### Extrait choisi ###

L’accord commercial conclu avec le Mexique est certainement un point gagnant pour le Président Trump, qui ne s’est pas privé de clamer une large victoire, redorant au passage son image de défenseur des classes populaires. Suivant cette annonce, la Ministre des Affaires Étrangères du Canada s’est précipitée à Washington pour entamer au nom de son pays les négociations sur les mêmes questions. De même, l’Union Européenne, afin d’éviter la mise en place de tarifs sur ses exportations automobiles, recherche désormais un terrain d’entente sur la base d’un accord de réciprocité. Le Japon tente aussi d’amener les Etats-Unis à une négociation plus large avec l’ensemble de la zone. La Corée du Sud, qui pensait avoir trouvé un accord sur l’acier, cherche elle aussi à stabiliser ses relations commerciales. Quant à la Chine, même après avoir concédé des baisses de tarifs sur ses importations automobiles (de 25% à 15%), elle reste la principale cible du Président Trump.

Le Mexique n’entend ratifier le traité
qu’à condition que le Canada en fasse partie.

L’accord avec le Mexique serait donc le triomphe de la «méthode Trump», et les autres pays n’ont qu’à bien se tenir.

En fait, rien n’est moins sûr, car la forte intégration des chaînes de production fait craindre aux constructeurs automobiles américains des hausses des coûts de production, et donc une baisse des ventes, et au final même des emplois. De son côté, la nouvelle administration mexicaine, associée aux négociations, a pu refermer la porte de son secteur pétrolier aux capitaux étrangers. Pour aboutir à cet accord, l’Administration a renoncé à la «sunset clause» qui aurait contraint à une renégociation tous les cinq ans. Enfin, sur la forme, le Mexique n’entend ratifier le traité qu’à condition que le  Canada en fasse partie. Bref pour arriver à leurs fins, les négociateurs américains semblent avoir beaucoup «lâché».

Du côté canadien, à un an des élections générales, le Premier Ministre Trudeau aura à cœur de se présenter comme le défenseur des intérêts de son pays, en mettant en avant la préservation de l’environnement, ou encore en incluant un accord sur les produits laitiers. Les secteurs automobiles allemands et japonais sont certainement très exposés, et poussent à des concessions. Mais sur d’autres sujets, notamment l’agriculture, l’Europe est loin de vouloir s’engager. La menace de voir l’Amérique se retirer de l’Organisation Mondiale du Commerce (OMC) n’est pas sans effet. Pourtant, une fois encore l’Amérique semble jouer contre ses propres intérêts. En bloquant par exemple la nomination de juges à l’Organisation, elle ne permet plus le règlement de conflits en cours, conflits dont elle sort le plus souvent gagnante.

Le temps manque pour obtenir
d’autres résultats aussi spectaculaires.

### Extraits des lignes ###

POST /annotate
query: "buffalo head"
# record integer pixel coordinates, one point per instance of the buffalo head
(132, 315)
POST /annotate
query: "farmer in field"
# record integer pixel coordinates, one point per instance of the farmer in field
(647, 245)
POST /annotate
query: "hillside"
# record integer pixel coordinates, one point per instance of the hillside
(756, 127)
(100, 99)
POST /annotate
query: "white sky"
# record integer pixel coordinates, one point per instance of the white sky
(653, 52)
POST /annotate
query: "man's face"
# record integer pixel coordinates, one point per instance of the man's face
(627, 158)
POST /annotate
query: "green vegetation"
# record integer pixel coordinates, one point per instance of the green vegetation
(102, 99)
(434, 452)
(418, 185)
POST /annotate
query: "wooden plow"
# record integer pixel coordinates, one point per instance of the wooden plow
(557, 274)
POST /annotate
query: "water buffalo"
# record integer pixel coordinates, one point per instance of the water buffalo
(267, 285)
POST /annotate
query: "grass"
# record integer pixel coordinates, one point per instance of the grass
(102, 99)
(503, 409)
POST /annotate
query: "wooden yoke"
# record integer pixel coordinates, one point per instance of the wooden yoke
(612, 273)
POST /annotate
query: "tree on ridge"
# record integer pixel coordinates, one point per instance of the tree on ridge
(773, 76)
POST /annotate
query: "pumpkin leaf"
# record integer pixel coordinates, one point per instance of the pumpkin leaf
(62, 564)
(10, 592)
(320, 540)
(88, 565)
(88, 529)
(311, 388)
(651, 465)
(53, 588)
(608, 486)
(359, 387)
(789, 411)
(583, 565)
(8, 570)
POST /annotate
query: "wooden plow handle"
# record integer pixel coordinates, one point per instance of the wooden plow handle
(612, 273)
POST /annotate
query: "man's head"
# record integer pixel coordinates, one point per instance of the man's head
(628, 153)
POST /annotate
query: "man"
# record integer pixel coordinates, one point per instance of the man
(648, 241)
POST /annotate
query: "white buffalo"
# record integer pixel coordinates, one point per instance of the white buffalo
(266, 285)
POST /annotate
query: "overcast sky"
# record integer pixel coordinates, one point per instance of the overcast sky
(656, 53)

###
### Extraits des lignes ###

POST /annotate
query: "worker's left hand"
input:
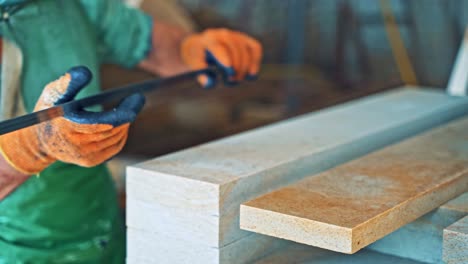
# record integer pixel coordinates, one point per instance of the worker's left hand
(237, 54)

###

__Problème posé__. Indiquez par oui ou par non si chacune des affirmations suivantes concorde avec l’extrait choisi, en citant textuellement les mots de celui-ci qui tranchent la question : (a) l’Administration américaine a conservé la « sunset clause » ; (b) la Chine a abaissé ses tarifs sur les importations automobiles de 25 % à 15 % ; (c) l’Europe se montre disposée à s’engager sur l’agriculture.

__Corrigé de l’exercice__.
(a) Non : « Pour aboutir à cet accord, l’Administration a renoncé à la «sunset clause» qui aurait contraint à une renégociation tous les cinq ans. »
(b) Oui : « même après avoir concédé des baisses de tarifs sur ses importations automobiles (de 25% à 15%) ».
(c) Non : « sur d’autres sujets, notamment l’agriculture, l’Europe est loin de vouloir s’engager ».